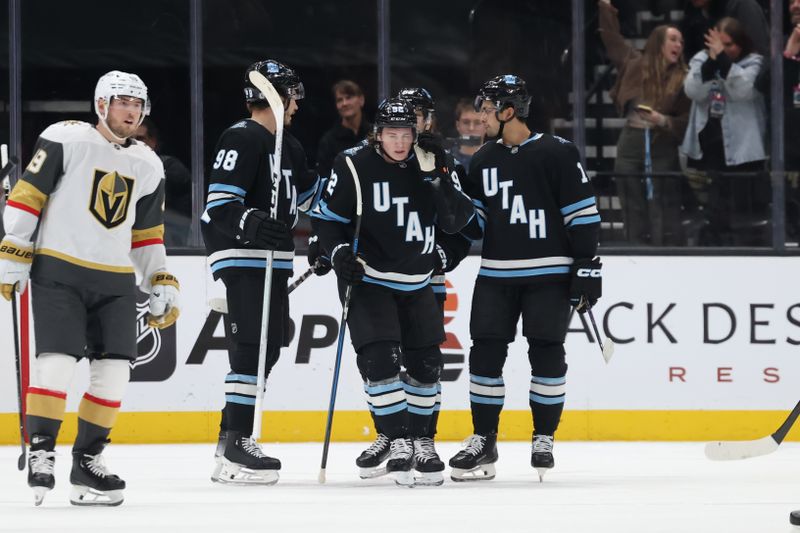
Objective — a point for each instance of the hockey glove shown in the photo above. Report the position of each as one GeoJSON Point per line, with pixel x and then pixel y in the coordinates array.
{"type": "Point", "coordinates": [320, 263]}
{"type": "Point", "coordinates": [348, 268]}
{"type": "Point", "coordinates": [432, 156]}
{"type": "Point", "coordinates": [16, 257]}
{"type": "Point", "coordinates": [440, 260]}
{"type": "Point", "coordinates": [586, 285]}
{"type": "Point", "coordinates": [164, 308]}
{"type": "Point", "coordinates": [261, 231]}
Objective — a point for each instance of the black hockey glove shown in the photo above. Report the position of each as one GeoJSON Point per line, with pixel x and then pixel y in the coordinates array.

·····

**Problem to solve:**
Please rewrite the listing above, switching "Objective" to "Goal" wherever it occurs and changing nothing else, and leave out the pictures.

**Exercise solution:**
Goal — a point for each instance of the hockey glove shown in the photo above. Report the position of each as one GeoJSON Point per line, with pixel x and then pixel y in the coordinates array.
{"type": "Point", "coordinates": [320, 263]}
{"type": "Point", "coordinates": [348, 268]}
{"type": "Point", "coordinates": [432, 156]}
{"type": "Point", "coordinates": [16, 257]}
{"type": "Point", "coordinates": [440, 260]}
{"type": "Point", "coordinates": [586, 285]}
{"type": "Point", "coordinates": [164, 308]}
{"type": "Point", "coordinates": [261, 231]}
Goal — a point for each instance of the black hockey glove shown in the photo above. Report the position of each as one GeoJSON Point per line, with pixel x and then pixel y in the coordinates array.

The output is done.